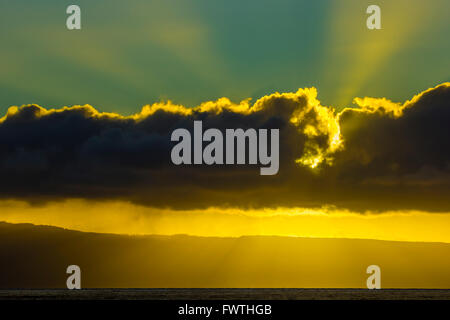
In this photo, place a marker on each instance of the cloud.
(379, 155)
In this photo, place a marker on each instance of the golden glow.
(127, 218)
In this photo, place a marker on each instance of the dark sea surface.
(226, 294)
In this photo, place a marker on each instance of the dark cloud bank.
(389, 156)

━━━━━━━━━━━━━━━━

Goal of the exercise.
Reproduce the listing above exactly from the line containing "the golden glow." through its last line, with both of those lines included.

Written answer.
In this photo, place a marker on each instance of the golden glow.
(127, 218)
In this photo, place a marker on each instance of the dark sea surface.
(226, 294)
In this photo, place a marker on each instance of the dark cloud bank.
(389, 156)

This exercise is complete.